**WORK REQUIRED:** Note every line in the entries that contains the string "tree", and copy it.

+===+

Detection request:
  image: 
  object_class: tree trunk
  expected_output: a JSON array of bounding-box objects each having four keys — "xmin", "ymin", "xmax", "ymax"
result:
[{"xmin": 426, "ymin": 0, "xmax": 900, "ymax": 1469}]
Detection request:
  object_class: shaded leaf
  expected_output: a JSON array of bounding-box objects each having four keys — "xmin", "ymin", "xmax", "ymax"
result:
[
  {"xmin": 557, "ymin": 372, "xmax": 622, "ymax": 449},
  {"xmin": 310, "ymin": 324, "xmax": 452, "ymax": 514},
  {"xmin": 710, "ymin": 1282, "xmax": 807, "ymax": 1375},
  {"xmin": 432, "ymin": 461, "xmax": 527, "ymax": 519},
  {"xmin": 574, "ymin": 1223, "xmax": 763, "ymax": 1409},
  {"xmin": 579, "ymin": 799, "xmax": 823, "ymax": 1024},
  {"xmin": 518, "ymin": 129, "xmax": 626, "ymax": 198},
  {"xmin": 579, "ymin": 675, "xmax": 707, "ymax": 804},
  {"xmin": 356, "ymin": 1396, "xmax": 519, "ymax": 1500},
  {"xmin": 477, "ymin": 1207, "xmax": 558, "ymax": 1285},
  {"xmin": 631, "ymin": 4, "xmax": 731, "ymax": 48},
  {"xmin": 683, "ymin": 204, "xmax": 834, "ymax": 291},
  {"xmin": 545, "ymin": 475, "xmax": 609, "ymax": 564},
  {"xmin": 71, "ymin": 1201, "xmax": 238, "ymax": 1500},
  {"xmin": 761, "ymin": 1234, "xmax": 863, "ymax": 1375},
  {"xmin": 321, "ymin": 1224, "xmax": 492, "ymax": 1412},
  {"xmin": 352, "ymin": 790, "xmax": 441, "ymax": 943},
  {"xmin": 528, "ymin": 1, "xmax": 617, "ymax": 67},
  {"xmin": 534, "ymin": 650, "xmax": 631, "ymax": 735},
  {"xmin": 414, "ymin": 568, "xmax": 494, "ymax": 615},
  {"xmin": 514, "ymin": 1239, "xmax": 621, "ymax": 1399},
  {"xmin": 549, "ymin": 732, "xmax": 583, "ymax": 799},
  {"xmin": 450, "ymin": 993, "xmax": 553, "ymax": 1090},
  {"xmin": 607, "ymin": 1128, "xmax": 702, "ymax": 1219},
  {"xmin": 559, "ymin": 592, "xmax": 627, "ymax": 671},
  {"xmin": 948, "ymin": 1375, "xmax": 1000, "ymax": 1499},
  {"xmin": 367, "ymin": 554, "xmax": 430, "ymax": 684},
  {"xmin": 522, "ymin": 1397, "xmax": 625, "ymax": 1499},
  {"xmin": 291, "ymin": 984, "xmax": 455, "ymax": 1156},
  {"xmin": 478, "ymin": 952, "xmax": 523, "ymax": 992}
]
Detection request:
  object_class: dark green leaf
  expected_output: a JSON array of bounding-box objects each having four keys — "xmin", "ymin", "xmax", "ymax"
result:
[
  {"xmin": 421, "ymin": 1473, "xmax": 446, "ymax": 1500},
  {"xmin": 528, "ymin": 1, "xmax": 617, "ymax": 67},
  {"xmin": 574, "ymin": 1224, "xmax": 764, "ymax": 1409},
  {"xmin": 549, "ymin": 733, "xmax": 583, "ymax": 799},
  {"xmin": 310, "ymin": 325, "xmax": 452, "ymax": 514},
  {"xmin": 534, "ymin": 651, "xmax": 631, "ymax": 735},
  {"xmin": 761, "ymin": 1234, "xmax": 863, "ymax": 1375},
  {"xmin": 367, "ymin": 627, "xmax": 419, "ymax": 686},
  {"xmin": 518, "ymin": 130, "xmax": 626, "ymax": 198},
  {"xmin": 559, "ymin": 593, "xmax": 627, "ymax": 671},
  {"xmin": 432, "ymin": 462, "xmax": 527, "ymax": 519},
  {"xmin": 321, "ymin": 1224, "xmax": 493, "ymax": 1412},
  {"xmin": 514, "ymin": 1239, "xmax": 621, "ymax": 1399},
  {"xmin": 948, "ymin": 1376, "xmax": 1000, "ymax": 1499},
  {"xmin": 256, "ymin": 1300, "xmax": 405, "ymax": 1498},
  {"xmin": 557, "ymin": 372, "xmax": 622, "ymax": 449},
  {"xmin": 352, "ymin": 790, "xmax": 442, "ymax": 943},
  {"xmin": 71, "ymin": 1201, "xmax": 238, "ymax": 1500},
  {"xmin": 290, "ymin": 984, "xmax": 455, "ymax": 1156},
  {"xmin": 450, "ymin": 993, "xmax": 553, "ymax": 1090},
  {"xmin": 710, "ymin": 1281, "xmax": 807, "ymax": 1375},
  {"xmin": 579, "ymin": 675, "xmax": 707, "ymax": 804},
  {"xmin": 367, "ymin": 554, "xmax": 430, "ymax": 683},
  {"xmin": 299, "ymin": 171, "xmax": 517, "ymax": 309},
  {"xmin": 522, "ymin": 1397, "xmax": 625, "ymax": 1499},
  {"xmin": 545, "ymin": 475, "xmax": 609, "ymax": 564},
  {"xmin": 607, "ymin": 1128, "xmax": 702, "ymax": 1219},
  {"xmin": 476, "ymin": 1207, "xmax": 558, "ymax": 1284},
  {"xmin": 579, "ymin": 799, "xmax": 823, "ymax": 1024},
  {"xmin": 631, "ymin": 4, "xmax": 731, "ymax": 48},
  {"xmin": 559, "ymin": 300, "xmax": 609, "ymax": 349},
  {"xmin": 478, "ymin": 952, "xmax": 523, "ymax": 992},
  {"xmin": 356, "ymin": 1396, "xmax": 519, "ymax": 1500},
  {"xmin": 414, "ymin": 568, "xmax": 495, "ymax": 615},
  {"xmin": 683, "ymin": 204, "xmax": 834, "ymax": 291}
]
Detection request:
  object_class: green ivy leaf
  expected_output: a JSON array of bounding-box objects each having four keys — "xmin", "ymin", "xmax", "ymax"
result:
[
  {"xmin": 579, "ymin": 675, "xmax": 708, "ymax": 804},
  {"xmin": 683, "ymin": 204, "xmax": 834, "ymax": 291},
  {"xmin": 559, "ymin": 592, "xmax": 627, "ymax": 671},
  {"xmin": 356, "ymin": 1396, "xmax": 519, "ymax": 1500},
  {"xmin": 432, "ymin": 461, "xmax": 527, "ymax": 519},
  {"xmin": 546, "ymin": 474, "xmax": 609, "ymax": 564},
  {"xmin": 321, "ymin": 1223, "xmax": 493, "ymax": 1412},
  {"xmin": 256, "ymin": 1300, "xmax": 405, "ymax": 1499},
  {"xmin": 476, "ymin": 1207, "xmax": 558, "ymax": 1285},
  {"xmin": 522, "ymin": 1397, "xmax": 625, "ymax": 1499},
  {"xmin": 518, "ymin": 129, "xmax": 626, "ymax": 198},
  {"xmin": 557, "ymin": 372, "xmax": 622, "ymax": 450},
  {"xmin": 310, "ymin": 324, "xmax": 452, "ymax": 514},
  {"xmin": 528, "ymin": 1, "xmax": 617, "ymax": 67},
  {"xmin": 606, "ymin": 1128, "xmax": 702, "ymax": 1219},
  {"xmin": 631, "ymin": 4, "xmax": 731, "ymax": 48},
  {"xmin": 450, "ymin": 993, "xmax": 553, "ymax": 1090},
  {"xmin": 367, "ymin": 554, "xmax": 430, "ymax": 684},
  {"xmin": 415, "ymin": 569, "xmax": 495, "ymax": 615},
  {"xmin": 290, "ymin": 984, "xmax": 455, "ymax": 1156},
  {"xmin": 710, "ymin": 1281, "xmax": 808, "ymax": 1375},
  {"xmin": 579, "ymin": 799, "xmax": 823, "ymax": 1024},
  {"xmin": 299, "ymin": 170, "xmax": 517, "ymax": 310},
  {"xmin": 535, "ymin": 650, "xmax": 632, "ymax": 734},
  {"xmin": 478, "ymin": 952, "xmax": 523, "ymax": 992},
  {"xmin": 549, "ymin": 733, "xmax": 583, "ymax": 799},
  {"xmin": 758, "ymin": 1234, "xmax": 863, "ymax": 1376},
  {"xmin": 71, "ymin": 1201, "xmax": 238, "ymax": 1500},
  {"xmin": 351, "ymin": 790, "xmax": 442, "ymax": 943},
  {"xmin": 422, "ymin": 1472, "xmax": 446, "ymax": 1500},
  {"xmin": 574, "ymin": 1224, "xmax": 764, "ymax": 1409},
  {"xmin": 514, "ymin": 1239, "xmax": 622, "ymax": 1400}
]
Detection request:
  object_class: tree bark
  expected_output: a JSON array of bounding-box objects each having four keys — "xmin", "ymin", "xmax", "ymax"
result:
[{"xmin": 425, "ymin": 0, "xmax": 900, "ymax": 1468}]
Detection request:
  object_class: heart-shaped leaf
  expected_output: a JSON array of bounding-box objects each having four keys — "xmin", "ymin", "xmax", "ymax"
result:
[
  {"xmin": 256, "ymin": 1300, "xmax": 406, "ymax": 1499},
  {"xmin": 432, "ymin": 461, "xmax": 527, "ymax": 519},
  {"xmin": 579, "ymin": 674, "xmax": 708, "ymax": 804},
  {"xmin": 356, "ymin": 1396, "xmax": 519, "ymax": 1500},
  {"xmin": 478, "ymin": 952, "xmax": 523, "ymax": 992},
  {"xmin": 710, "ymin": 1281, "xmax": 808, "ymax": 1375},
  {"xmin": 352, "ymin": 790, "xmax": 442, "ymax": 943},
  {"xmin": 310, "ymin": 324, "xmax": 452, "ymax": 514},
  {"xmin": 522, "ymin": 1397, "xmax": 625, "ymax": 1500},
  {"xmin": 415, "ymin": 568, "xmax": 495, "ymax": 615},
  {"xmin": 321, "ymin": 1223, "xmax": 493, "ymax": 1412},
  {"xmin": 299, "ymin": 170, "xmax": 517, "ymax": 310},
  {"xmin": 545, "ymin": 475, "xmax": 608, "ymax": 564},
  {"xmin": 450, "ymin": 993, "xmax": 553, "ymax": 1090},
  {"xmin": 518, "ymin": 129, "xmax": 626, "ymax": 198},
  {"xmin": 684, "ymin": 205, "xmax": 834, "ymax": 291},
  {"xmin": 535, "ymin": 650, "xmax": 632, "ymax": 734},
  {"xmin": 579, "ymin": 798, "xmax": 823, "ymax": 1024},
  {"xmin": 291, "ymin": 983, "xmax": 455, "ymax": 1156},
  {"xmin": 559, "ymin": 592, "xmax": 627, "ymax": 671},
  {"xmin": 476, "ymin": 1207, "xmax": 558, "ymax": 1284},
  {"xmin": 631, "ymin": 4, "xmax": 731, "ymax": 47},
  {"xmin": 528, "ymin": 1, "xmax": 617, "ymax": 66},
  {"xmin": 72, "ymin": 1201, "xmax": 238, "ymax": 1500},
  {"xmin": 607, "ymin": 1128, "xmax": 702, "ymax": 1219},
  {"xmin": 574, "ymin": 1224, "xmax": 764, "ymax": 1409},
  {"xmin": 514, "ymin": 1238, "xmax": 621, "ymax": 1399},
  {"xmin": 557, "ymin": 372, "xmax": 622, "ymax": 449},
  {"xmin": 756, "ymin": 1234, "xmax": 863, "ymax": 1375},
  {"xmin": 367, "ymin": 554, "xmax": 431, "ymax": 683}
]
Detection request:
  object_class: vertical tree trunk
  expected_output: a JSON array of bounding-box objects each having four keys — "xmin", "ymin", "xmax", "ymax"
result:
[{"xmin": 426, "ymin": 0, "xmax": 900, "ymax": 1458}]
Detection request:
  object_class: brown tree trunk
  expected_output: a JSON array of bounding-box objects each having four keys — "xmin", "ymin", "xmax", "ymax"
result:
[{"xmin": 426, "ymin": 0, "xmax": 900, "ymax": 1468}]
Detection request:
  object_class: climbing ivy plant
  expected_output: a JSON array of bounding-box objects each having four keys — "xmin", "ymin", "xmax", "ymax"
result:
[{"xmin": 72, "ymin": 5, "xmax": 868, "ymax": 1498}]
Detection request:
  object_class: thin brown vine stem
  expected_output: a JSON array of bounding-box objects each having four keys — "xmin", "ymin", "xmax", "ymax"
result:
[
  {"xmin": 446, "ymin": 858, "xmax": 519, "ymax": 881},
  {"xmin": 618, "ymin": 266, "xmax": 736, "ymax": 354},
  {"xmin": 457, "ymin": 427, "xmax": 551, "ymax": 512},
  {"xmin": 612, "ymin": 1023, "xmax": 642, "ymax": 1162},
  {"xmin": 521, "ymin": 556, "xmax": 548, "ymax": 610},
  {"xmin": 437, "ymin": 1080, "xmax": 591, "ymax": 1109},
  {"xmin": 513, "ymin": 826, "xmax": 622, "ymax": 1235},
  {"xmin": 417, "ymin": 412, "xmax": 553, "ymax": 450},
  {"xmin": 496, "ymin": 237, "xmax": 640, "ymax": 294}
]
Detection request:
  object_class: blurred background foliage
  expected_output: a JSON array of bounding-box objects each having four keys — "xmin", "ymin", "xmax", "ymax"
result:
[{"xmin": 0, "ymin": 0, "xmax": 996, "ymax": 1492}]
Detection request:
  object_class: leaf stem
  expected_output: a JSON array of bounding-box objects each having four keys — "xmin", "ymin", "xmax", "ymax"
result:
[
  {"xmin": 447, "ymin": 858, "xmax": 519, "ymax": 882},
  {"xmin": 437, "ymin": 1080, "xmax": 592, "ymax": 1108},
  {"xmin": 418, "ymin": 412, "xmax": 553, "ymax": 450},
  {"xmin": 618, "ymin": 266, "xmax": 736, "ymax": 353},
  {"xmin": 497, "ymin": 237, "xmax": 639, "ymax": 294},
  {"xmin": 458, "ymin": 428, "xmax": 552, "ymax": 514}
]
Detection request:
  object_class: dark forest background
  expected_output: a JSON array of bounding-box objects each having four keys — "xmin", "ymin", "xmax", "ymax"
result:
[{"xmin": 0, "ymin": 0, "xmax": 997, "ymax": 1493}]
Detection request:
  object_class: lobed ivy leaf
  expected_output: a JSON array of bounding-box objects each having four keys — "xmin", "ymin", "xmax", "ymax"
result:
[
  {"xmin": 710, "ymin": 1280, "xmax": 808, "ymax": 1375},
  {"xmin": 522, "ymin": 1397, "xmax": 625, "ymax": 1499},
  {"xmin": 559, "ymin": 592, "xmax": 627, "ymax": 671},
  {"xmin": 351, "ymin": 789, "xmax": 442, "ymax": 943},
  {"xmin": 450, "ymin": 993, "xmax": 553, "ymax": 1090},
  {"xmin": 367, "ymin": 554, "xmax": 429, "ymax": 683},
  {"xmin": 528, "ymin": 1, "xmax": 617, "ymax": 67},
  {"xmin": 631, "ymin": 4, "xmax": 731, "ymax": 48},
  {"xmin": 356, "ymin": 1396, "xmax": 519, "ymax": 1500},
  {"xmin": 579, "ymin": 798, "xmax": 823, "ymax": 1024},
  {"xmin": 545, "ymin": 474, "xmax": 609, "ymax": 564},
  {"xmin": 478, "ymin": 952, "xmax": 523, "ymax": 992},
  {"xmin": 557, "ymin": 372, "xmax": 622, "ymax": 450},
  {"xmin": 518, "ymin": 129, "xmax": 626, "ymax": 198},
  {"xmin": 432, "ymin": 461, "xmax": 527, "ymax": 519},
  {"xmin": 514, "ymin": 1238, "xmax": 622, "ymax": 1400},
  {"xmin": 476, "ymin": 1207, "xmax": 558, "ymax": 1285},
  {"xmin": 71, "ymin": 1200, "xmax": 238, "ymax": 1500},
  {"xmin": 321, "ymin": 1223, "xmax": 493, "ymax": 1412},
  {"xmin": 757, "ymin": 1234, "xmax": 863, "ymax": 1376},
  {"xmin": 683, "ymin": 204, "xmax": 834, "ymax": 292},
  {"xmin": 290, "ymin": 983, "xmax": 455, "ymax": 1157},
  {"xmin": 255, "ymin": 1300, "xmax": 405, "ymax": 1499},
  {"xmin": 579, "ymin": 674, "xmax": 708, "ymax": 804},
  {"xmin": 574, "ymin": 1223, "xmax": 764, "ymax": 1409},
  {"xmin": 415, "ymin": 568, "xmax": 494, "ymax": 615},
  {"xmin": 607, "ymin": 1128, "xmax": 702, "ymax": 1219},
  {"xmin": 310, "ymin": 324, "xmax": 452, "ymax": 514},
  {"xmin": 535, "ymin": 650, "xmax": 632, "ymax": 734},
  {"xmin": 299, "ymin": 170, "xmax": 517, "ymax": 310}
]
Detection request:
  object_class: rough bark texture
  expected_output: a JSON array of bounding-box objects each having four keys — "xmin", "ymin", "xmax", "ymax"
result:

+===+

**TASK OUTPUT:**
  object_class: tree trunk
  object_class: tree bark
  object_class: vertical tree trunk
  object_class: brown tree trunk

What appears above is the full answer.